▸ WHAT IS EXPECTED
Can you retype only the lines from the one with "man in blue" through the final line of the material, exactly as given?

▸ DATA SUPPLIED
•••
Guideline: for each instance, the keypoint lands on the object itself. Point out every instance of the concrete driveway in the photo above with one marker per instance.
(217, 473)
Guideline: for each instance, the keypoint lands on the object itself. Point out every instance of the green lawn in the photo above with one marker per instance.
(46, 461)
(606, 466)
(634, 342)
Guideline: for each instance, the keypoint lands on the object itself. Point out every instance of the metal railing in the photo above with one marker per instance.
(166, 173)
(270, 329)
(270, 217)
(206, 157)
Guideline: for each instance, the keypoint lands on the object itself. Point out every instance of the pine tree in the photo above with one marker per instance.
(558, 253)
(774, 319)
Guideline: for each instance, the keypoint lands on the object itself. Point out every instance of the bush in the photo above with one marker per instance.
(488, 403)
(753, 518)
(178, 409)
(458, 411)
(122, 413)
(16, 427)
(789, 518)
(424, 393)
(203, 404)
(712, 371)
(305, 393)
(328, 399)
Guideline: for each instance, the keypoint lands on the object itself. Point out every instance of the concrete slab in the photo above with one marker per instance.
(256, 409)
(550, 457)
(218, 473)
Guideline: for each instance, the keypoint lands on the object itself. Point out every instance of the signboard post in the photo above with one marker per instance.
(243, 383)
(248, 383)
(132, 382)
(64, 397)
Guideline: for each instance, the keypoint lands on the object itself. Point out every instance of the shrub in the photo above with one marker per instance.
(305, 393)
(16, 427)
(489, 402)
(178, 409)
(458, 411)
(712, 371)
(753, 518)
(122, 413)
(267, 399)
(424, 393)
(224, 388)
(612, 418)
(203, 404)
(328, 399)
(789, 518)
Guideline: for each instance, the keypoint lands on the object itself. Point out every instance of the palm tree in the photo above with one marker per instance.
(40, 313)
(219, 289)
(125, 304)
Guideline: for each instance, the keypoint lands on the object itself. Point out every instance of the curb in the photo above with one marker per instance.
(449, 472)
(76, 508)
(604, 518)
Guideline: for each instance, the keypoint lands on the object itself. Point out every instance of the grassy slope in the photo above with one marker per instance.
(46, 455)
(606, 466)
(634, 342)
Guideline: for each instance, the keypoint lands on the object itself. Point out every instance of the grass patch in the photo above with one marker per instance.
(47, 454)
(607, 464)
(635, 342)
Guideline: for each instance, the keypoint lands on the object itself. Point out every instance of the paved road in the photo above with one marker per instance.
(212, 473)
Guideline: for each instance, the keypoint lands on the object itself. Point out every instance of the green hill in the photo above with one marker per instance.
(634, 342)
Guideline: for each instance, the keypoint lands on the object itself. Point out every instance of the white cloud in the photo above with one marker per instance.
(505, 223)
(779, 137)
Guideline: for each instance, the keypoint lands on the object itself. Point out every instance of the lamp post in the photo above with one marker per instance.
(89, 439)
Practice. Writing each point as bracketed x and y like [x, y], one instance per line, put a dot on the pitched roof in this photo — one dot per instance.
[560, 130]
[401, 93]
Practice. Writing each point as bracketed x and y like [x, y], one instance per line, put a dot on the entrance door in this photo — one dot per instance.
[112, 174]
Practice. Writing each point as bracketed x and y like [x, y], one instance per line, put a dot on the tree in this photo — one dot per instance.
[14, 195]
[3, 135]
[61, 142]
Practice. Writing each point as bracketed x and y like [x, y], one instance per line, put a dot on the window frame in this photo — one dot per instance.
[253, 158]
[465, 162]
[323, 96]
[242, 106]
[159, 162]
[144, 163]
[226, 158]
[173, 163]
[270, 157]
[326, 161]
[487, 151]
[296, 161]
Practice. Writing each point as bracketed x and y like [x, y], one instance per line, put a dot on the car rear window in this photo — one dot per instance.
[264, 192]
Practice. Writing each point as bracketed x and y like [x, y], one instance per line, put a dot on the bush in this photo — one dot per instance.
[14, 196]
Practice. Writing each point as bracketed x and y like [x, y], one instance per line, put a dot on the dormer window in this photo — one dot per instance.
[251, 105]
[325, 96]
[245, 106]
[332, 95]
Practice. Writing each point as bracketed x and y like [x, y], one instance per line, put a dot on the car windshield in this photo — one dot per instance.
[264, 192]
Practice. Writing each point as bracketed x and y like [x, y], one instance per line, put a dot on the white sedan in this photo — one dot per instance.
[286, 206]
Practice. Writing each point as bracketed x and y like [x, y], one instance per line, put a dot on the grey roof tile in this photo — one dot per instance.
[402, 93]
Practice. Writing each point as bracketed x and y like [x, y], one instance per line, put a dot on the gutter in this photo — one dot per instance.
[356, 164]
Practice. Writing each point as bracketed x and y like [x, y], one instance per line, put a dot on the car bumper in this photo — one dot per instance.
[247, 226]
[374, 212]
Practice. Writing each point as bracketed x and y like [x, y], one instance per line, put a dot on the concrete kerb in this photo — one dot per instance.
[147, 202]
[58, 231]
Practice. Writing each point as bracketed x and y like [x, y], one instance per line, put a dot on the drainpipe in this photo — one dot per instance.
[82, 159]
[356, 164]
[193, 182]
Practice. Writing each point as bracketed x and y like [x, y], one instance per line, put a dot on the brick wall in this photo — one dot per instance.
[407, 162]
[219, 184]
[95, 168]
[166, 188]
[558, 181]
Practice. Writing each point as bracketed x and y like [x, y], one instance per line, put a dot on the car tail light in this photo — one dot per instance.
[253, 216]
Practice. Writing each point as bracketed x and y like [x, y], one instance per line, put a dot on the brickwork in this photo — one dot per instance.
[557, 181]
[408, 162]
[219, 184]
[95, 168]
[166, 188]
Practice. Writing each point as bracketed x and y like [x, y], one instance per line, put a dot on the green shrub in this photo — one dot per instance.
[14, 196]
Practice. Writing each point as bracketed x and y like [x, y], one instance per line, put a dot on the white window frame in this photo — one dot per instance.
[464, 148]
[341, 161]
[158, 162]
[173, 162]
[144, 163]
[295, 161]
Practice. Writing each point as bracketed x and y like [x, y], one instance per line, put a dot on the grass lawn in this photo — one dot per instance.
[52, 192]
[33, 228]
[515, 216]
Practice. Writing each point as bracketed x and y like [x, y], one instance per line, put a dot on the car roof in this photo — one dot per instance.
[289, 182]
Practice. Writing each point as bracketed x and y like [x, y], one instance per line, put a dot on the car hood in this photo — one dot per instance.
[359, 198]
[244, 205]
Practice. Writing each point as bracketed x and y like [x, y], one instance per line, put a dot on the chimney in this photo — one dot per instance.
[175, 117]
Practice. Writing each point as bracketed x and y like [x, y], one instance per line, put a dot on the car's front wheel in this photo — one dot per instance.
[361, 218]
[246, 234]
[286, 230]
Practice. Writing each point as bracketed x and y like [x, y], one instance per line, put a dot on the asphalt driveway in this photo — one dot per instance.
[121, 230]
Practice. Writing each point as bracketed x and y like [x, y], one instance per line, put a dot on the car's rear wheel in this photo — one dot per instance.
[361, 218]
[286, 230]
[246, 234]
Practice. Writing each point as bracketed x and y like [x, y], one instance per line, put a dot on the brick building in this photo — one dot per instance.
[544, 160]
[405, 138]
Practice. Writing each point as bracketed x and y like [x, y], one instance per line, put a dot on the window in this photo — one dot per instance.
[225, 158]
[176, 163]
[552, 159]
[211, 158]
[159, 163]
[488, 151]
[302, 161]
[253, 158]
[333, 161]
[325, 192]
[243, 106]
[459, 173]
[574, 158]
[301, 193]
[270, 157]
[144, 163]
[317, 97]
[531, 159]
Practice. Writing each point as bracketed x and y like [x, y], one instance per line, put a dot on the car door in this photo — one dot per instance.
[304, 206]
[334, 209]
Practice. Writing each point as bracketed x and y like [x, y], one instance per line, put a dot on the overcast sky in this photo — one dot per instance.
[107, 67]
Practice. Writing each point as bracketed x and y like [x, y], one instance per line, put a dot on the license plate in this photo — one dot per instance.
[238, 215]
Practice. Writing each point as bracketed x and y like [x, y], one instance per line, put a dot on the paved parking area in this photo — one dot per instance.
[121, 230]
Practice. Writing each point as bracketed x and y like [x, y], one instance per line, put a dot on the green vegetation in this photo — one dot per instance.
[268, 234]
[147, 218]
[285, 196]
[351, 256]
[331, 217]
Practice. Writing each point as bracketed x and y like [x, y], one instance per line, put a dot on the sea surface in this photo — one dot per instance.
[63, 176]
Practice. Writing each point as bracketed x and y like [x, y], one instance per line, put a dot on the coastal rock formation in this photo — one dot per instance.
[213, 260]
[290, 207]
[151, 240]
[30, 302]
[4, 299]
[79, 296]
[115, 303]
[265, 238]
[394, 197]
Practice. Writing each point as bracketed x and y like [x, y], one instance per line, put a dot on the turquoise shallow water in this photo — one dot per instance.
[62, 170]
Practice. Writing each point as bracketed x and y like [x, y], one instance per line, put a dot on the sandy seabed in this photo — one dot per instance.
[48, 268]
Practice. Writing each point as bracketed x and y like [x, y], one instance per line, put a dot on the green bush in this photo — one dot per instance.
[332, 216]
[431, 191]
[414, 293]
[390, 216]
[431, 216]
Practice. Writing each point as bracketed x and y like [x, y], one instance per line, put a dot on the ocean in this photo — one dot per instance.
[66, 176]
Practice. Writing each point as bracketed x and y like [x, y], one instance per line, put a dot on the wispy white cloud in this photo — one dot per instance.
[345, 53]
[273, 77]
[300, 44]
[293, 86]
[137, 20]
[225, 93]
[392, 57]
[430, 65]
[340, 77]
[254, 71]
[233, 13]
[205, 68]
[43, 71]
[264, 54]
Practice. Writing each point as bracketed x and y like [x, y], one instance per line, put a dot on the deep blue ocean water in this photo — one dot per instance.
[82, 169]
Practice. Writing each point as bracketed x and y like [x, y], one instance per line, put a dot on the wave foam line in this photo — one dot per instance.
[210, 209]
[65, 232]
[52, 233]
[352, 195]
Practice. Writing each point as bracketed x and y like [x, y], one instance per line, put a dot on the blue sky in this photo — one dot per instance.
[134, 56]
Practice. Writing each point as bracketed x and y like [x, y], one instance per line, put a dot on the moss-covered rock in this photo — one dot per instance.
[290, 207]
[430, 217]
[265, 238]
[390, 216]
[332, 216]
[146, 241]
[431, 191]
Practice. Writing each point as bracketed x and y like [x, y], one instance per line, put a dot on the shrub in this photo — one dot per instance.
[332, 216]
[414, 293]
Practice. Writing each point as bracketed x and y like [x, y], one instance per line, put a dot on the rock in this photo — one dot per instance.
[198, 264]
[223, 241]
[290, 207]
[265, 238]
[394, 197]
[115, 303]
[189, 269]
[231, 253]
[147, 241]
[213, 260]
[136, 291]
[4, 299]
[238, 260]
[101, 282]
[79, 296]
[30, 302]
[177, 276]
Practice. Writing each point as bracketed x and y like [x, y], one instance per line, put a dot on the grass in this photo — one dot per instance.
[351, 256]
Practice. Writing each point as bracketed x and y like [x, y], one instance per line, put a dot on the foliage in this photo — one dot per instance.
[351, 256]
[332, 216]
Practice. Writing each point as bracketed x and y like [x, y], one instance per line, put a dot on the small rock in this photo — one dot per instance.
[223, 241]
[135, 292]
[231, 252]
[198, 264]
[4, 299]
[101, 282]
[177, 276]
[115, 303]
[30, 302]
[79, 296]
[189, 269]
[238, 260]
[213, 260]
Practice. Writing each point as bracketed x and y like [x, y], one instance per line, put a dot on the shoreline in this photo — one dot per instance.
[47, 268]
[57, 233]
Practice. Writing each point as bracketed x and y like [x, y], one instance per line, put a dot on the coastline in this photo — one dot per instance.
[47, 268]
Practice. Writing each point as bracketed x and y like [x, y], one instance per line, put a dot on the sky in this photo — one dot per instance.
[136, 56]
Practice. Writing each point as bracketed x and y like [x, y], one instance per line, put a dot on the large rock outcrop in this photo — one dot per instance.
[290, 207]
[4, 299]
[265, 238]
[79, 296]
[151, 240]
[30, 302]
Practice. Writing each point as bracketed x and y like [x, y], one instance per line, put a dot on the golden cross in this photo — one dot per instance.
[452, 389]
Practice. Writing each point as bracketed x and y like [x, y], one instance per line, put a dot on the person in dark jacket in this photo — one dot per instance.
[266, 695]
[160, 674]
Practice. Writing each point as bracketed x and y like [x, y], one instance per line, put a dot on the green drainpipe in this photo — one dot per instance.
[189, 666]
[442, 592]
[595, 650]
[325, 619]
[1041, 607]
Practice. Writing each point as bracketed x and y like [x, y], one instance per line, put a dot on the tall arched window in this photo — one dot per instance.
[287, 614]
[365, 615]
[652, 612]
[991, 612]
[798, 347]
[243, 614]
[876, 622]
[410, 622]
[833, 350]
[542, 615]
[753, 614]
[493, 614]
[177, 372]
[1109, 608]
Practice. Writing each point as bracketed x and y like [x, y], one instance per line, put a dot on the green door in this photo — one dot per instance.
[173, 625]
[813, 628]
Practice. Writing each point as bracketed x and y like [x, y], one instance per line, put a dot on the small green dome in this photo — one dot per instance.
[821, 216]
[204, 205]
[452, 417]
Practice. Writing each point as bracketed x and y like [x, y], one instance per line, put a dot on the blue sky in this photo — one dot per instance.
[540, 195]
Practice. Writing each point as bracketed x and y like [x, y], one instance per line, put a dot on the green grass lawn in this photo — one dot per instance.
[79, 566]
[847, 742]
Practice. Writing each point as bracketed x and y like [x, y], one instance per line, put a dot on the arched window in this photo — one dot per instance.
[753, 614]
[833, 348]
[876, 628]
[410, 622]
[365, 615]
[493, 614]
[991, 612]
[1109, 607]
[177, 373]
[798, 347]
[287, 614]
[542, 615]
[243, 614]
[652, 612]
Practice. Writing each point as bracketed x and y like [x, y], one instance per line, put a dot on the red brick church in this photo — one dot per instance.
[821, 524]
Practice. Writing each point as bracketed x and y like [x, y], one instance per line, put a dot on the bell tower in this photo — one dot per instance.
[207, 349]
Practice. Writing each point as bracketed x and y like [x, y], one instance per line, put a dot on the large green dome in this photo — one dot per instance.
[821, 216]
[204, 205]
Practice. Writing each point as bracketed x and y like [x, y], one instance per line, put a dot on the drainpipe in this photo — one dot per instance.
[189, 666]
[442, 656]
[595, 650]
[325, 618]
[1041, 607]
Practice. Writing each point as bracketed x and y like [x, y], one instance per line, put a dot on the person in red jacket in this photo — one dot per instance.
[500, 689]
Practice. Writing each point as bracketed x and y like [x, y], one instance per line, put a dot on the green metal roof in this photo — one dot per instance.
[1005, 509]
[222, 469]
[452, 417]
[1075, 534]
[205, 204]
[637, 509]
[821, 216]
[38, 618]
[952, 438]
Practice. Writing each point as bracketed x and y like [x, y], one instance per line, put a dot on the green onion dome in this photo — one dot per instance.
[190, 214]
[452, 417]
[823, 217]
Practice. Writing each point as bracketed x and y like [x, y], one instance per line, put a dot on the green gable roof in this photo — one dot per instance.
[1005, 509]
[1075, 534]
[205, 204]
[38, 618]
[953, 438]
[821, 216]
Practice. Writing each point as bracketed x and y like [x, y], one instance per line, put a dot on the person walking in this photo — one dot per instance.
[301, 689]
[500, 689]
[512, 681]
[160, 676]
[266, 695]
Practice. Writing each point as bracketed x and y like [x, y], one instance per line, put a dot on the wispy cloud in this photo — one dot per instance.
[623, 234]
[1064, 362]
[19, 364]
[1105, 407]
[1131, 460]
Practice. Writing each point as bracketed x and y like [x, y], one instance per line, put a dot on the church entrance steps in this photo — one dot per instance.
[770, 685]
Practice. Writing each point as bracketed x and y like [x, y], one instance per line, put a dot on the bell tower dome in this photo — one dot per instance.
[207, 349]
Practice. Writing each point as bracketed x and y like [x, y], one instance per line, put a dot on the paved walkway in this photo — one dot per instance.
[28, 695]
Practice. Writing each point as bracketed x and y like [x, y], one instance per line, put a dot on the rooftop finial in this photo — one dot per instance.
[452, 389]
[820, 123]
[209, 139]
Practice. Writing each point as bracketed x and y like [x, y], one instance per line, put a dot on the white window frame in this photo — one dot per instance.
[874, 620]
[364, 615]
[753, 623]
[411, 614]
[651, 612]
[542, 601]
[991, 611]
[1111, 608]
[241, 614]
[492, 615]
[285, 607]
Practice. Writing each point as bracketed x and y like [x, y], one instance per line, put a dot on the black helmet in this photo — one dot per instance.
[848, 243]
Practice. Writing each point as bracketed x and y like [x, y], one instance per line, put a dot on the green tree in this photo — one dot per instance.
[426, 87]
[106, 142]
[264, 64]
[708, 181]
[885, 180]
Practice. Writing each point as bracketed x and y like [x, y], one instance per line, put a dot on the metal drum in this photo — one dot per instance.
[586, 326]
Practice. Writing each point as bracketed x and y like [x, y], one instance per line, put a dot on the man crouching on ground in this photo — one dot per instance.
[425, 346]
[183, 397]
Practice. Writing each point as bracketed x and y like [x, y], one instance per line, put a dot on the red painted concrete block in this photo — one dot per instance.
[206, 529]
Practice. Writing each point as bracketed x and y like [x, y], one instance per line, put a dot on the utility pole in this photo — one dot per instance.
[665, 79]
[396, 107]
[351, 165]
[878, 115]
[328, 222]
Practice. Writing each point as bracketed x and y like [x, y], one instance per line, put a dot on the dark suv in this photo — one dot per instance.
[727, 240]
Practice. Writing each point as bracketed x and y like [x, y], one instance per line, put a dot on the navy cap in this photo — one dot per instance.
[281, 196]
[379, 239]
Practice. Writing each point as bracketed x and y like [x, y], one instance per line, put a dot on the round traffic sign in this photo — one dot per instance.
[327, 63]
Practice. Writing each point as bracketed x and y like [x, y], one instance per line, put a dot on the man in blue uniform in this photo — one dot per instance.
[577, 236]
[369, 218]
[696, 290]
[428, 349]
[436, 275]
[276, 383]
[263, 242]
•••
▸ OUTPUT OF THE TASK
Practice. Writing each point as bracketed x and y like [x, y], one instance per line, put a dot on the man in blue uniform in this photo — one dot per instance.
[577, 236]
[369, 218]
[696, 290]
[428, 349]
[436, 275]
[276, 383]
[263, 242]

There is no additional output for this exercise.